### Stated problem 1
In the passage on the cosmological argument, switch "uncaused cause" to "first cause" and write out the stretch that begins at the words "The cosmological argument, first" and stops after the words "nature of God.".

### Quoted passage
##########

The cosmological argument, first advanced by Saint Thomas Aquinas in his Summa Contra Gentiles and Summa Theologiae, basically says that everything around us is dependent on some cause. Everything around us depends on something else to explain it. Everything is an effect that has a cause. In order to adequately explain all these causes, there must be something that does not depend on another cause to explain itself. There must be something that necessarily exists, that explains its own existence. This is the uncaused cause, which the Angelic Doctor identifies with God. He then employs many other arguments to describe the nature of God.

About a year ago, YouTube personality Hank Green posted a video for his “Philosophy CrashCourse” looking at Aquinas’s cosmological argument. It gives a very cursory explanation of what the argument is, then proceeds to “debunk” it. Hank Green does not have a formal philosophy background, and it really shows. He considers the Aquinas argument by taking it out of the context of the Summa Theologiae.. He also only considers Aquinas, ignoring the 800 years of philosophy since then that have thoroughly answered all of Green’s arguments. The details of the cosmological argument as discussed in the last century are often formulated quite differently than they were during the age of Medieval Scholasticism. Green is interesting in arguing with 13th century philosophy, rather than 21st century philosophy. Perhaps he realizes he would lose a fair fight.

This month, Matt Fradd posted a detailed explanation rebutting Green’s arguments. I encourage you to go listen to it. It’s the reason that I don’t feel obligated to answer all of Green’s bad rhetoric. I don’t 100% love Fradd’s explanation either, but I like about 95% of it, and my disagreements aren’t of paramount significance. So please go listen to him, and see why Hank Green’s video is silly.

I think Green’s poor arguments are indicative of a wider philosophical undertone that ignores one of the most important questions posed by man. I call it the cosmological question: Why is there something rather than nothing? It’s called cosmological because cosmological means something relating to the origin or the development of the universe. The question asks WHY is there anything at all rather than nothing ever existing.

Hank Green identifies as an atheist, and many atheists seem to ignore the cosmological question. Often atheists respond to the  question with a half-baked answer involving the multi-verse theory, saying that we live in only one of the infinity universes, containing every possibility. Thus, it is not that our universe is special, since every potential combination that could exist does. Putting aside the fact that this is a completely unprovable theory and also putting aside the seeming absurdity of infinite parallel universes, this still doesn’t answer the basis question. Instead, it multiplies the question. The question then becomes, why do infinite universes exist, rather than nothing existing? This theory explains nothing. Instead, it makes the question more pressing.

There are even theists who do not answer the cosmological questions. Mormons, for instance, have a very different view of God than Christianity does. Mormons do not make an ontological distinction between God and man. In other words, the Mormon “Heavenly Father” and human beings are essentially the same type of entity, just at different points of personal development. Mormons believe that earth is a planet created/populated by a god, and that human beings can develop into gods too and create/populate their own planets. Mormons posit an “Eternal Progression,” implying that the god they believe in was once merely a man like us, on a planet created by a different god. Mormonism has an “incomplete cosmology” because it does not explain why there are any human-to-god entities to begin with. Rather, each god in Mormonism is a dependent entity whose existence is explained by the planet or god that brought it into being, rather than explaining itself.

##########

### Record extracts
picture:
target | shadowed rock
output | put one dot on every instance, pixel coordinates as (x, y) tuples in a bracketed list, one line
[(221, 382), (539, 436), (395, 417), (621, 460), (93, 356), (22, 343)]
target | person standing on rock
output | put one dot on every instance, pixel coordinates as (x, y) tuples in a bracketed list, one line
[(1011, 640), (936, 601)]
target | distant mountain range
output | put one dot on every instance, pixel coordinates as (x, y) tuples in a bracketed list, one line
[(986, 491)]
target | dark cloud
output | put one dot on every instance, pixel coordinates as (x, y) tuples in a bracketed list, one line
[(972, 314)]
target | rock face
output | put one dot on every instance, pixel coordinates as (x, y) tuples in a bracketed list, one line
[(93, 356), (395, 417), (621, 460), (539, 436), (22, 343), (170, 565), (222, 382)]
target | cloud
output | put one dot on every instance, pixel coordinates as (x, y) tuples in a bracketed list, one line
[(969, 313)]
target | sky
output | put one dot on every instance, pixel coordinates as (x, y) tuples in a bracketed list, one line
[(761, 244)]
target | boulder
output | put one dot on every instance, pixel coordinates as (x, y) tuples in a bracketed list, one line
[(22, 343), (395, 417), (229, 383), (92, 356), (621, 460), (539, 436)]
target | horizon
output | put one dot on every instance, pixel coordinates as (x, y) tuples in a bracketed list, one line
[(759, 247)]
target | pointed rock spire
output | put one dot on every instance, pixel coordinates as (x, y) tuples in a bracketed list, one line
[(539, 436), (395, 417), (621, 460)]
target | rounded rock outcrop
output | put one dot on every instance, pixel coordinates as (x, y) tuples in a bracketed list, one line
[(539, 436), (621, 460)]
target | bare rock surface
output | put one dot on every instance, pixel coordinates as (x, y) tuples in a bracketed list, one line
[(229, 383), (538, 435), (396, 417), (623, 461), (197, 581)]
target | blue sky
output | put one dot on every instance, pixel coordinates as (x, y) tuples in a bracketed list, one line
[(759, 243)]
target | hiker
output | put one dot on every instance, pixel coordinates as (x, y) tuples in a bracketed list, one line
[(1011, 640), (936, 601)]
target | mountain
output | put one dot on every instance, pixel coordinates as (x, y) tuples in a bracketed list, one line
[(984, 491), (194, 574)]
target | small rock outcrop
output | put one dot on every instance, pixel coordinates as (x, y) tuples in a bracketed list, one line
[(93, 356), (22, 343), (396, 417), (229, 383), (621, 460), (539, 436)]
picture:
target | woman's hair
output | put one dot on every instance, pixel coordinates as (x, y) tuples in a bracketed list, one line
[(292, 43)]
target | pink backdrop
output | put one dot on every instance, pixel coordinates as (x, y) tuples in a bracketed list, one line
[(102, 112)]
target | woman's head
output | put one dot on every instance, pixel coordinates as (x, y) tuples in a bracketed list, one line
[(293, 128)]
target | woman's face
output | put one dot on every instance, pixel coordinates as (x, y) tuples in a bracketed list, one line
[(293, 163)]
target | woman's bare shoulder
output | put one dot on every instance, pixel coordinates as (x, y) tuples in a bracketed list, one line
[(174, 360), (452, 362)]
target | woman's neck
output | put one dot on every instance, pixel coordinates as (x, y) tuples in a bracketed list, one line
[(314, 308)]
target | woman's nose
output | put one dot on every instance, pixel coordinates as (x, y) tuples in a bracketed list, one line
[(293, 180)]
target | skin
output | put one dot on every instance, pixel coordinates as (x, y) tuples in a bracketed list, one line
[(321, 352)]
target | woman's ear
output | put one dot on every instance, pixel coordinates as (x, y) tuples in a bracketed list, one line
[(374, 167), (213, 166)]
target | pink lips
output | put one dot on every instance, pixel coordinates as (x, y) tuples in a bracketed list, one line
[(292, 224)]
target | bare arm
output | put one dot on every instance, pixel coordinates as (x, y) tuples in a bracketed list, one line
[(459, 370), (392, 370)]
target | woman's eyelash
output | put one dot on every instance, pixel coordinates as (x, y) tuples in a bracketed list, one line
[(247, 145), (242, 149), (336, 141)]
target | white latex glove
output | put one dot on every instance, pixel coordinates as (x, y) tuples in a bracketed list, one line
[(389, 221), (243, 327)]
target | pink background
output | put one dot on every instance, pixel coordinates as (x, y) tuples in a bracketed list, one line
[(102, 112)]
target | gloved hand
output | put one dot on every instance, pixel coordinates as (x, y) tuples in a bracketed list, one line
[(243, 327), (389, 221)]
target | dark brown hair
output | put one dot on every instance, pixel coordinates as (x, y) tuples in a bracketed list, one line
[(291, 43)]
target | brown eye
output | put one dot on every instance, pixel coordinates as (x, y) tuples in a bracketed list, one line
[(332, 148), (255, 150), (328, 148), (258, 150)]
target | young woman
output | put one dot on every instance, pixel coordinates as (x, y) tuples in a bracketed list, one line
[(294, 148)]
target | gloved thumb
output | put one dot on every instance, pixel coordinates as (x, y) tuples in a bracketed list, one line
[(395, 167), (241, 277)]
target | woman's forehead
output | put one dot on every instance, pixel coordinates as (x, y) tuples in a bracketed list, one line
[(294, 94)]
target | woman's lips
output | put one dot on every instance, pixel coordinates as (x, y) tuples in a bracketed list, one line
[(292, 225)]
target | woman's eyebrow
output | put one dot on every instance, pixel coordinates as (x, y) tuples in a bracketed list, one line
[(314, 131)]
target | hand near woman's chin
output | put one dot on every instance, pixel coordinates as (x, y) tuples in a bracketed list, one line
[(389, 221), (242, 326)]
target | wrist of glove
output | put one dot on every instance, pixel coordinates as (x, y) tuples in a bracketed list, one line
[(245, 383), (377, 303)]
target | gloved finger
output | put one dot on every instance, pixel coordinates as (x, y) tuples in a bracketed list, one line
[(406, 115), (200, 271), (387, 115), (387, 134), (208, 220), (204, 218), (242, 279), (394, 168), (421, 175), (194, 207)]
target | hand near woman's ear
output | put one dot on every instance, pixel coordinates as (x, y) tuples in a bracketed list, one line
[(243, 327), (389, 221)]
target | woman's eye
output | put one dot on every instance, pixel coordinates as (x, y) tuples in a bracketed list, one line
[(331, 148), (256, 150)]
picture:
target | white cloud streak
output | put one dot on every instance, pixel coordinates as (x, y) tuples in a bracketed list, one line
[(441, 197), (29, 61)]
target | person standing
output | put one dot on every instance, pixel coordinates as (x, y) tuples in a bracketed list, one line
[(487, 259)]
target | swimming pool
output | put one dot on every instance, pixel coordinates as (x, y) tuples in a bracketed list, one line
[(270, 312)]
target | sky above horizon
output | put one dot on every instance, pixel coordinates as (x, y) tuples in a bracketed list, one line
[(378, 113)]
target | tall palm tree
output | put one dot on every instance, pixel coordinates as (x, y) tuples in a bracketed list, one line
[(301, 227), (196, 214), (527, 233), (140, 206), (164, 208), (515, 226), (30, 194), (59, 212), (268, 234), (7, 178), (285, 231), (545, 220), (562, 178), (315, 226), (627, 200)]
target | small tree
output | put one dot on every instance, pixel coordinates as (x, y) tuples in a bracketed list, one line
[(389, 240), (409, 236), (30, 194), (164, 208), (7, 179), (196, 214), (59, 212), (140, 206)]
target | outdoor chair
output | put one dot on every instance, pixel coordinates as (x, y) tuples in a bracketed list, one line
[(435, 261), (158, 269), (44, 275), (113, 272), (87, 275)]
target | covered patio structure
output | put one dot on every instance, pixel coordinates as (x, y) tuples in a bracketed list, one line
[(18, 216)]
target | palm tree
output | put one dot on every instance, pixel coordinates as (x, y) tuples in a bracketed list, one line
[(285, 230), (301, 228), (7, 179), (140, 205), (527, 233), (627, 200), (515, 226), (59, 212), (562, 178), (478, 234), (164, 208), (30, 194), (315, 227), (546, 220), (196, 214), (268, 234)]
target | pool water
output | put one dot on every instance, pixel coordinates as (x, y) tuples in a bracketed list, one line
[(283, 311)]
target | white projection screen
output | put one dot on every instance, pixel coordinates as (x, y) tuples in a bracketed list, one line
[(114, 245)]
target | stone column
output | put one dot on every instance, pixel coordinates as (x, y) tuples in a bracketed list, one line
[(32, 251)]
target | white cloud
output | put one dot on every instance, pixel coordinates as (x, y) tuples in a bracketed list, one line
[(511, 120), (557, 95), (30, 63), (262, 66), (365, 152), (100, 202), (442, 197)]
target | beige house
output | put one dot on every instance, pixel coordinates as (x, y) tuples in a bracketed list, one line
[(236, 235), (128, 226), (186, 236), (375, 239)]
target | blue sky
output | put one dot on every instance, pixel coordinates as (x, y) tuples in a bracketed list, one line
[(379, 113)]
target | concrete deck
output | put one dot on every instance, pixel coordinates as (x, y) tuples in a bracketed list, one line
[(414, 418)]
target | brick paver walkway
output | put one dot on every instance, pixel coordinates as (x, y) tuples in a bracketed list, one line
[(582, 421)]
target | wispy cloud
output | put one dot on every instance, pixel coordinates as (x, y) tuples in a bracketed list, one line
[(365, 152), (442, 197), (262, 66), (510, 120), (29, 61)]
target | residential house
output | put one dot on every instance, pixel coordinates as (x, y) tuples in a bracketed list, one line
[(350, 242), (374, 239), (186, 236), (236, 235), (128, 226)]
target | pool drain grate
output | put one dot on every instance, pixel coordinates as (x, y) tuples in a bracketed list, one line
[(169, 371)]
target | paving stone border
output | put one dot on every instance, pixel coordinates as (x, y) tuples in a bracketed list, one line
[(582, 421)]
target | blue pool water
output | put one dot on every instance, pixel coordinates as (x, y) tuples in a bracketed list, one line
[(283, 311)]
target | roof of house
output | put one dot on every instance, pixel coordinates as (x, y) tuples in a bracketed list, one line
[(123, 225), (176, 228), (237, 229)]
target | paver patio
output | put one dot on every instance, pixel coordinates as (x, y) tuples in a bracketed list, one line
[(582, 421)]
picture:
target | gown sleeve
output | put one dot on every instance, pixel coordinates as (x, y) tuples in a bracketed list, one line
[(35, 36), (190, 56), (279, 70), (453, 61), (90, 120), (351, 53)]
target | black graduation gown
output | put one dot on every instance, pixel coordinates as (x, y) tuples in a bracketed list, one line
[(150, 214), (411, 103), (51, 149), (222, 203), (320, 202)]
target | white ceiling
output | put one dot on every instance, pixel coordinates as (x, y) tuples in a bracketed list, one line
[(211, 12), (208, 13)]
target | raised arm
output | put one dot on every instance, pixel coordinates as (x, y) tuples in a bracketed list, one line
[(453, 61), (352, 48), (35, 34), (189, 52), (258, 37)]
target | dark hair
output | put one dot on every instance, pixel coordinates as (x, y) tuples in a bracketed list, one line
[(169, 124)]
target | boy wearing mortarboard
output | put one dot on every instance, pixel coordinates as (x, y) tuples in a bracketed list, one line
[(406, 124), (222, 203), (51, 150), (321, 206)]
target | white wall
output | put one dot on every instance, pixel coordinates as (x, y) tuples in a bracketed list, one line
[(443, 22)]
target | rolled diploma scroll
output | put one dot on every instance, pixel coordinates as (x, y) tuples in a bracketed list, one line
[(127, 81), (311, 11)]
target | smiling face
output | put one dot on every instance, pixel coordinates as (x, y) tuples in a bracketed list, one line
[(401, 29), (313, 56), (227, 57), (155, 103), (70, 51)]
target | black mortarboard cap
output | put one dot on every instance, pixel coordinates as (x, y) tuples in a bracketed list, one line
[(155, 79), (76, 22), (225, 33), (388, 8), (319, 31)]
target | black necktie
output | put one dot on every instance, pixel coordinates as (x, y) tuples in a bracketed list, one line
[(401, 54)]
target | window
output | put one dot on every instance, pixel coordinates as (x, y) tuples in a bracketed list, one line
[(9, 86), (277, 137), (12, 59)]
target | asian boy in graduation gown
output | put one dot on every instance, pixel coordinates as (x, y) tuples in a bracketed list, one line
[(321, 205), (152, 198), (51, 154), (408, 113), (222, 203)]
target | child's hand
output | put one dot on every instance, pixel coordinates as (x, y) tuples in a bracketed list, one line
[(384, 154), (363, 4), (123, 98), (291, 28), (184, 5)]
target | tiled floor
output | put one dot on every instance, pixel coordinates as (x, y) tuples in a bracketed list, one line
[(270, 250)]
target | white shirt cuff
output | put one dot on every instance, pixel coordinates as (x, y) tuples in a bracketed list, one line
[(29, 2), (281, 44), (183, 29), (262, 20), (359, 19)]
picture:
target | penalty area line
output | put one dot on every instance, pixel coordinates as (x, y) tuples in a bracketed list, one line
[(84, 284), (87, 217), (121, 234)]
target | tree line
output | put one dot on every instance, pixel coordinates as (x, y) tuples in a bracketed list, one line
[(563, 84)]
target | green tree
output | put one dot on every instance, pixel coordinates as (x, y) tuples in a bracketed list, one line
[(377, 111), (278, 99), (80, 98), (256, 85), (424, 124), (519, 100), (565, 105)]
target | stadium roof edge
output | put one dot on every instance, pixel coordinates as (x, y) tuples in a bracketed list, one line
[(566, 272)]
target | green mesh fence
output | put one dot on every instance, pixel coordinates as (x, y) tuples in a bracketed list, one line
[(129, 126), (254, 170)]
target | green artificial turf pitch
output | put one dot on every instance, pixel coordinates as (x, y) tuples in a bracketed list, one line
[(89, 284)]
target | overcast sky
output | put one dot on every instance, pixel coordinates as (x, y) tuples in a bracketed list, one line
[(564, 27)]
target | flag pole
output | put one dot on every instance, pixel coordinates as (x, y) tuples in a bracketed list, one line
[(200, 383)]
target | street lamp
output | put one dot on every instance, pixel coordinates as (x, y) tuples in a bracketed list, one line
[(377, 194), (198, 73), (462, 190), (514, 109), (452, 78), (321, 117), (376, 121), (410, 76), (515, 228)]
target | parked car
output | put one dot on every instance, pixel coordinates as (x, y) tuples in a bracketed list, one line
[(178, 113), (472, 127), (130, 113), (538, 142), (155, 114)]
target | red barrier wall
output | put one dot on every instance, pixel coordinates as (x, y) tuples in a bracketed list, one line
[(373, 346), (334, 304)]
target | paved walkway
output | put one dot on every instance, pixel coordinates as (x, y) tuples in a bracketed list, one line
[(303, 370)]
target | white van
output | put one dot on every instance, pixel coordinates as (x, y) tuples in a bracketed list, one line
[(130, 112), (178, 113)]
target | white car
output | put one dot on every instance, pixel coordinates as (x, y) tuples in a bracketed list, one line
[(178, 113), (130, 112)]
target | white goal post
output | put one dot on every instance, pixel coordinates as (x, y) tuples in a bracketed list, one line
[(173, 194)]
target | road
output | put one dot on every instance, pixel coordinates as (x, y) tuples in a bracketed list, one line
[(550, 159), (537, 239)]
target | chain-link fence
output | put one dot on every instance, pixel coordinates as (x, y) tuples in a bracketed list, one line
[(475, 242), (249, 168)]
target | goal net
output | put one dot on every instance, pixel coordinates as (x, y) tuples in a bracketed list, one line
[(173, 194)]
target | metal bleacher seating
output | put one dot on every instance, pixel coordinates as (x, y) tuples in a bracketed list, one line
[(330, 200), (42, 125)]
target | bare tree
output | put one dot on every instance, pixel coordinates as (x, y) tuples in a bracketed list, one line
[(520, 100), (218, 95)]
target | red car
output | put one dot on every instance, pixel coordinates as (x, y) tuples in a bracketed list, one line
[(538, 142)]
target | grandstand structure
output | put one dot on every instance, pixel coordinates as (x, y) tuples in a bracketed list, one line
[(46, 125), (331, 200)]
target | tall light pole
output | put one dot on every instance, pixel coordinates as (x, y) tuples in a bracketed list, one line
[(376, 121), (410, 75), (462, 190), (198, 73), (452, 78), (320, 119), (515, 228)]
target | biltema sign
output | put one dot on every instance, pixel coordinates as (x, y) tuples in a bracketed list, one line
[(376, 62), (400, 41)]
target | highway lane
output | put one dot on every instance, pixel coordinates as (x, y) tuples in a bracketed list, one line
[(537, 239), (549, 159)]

##########

### Stated problem 2
Please repeat, word for word, the lines of the listing that begin at the line that has "target | rolled diploma scroll" and stop after the line that has "[(270, 250)]", with both of those lines included.

### Right answer 1
The cosmological argument, first advanced by Saint Thomas Aquinas in his Summa Contra Gentiles and Summa Theologiae, basically says that everything around us is dependent on some cause. Everything around us depends on something else to explain it. Everything is an effect that has a cause. In order to adequately explain all these causes, there must be something that does not depend on another cause to explain itself. There must be something that necessarily exists, that explains its own existence. This is the first cause, which the Angelic Doctor identifies with God. He then employs many other arguments to describe the nature of God.

### Right answer 2
target | rolled diploma scroll
output | put one dot on every instance, pixel coordinates as (x, y) tuples in a bracketed list, one line
[(127, 81), (311, 11)]
target | smiling face
output | put one dot on every instance, pixel coordinates as (x, y) tuples in a bracketed list, one line
[(401, 29), (313, 56), (227, 57), (155, 103), (70, 51)]
target | black mortarboard cap
output | put one dot on every instance, pixel coordinates as (x, y) tuples in a bracketed list, one line
[(155, 79), (76, 22), (225, 33), (388, 8), (319, 31)]
target | black necktie
output | put one dot on every instance, pixel coordinates as (x, y) tuples in a bracketed list, one line
[(401, 54)]
target | window
output | put one dot on every instance, pixel coordinates as (x, y) tuples in a bracketed list, one line
[(9, 86), (277, 137), (12, 59)]
target | asian boy in graduation gown
output | put one dot on every instance, pixel coordinates as (x, y) tuples in a bracketed list, one line
[(321, 205), (152, 198), (51, 154), (408, 113), (222, 203)]
target | child's hand
output | put one dot on every instance, pixel coordinates as (x, y) tuples in a bracketed list, one line
[(384, 154), (363, 4), (123, 98), (291, 28), (184, 5)]
target | tiled floor
output | put one dot on every instance, pixel coordinates as (x, y) tuples in a bracketed list, one line
[(270, 250)]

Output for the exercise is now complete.